• **Quoted text**:
════════════════

Hiking Argentina: Sendero al Mirador Beagle (aka Hayas Trail to Beagle Viewpoint )

I’d hoped to hike the Martial Glacier trail while we were in Ushuaia. That didn’t happen our first full day in Ushuaia because we went birding. We spent most of the second full day in Ushuaia solving SIM card problems and waiting in line at Western Union to change USD to Argentinian pesos – only to find out after 90 minutes of waiting that, unlike Buenos Aires, they don’t offer this service in Ushuaia.

Our last morning in Ushuaia, we had a spare 2.5 hours before embarking on our Antarctica, South Georgia and Falkland Islands/Malvinas expedition cruise. Despite the cool temperature, gusting wind and intermittent rain showers, armed with a small trail map courtesy of our hotel, we headed out on the Hayas Trail and ended up at Beagle Viewpoint.

pocket trail map

NOTE: If you prefer your hike reports in video format, check out Mr GeoK’s Relive recap.

════════════════

• **Data section**:
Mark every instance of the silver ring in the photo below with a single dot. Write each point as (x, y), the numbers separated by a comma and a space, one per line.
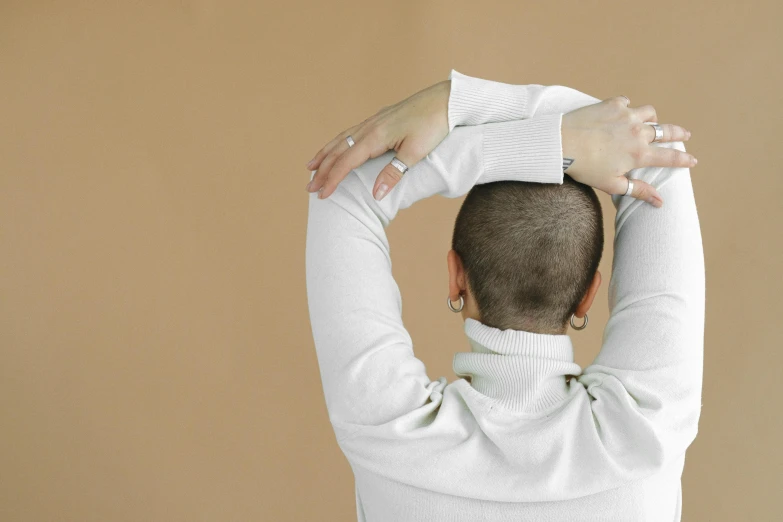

════════════════

In the Ushuaia hiking post, how long did the wait at Western Union last before they learned currency exchange wasn't offered there?

• **Result of this exercise**: 90 minutes.